Referring expression pointing data ->

--- START ---

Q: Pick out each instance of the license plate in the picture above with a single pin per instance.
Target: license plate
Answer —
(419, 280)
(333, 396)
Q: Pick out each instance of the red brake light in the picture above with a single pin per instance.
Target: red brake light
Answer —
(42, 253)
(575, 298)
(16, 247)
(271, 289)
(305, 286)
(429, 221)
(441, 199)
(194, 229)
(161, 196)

--- END ---
--- START ---

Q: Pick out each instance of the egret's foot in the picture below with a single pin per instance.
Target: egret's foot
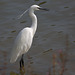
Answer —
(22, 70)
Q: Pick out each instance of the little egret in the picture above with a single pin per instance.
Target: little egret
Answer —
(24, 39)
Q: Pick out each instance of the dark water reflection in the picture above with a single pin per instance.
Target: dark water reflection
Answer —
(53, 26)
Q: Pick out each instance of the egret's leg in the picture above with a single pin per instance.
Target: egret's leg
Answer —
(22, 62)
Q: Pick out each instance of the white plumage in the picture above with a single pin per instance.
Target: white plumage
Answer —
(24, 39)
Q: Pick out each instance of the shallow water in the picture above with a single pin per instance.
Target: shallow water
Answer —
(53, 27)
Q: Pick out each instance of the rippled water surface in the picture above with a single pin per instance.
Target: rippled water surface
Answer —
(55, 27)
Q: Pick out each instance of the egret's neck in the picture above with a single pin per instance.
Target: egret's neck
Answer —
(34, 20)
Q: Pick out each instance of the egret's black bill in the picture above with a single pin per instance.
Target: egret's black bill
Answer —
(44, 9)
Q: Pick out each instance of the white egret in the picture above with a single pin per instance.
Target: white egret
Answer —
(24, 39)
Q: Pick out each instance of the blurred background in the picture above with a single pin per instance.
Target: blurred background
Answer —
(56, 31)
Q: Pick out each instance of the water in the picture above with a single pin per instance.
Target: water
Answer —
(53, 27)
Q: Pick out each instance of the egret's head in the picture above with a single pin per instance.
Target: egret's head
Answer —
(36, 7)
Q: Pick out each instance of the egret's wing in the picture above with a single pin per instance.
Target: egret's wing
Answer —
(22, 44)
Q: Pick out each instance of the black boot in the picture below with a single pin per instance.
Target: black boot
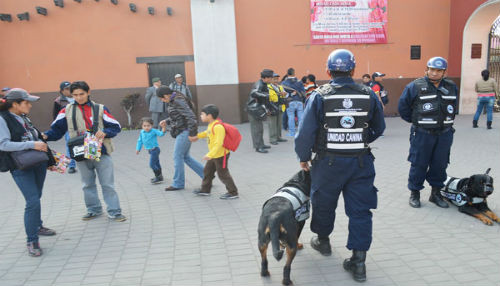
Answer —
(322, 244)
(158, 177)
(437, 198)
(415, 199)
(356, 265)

--- END ---

Task description -> Scan the entries above, and wherever a line holds the string "rippled", copy it.

Answer box ->
Q: Pick out each instance of the rippled water surface in the picture above with a single pin per instance.
Target: rippled water surface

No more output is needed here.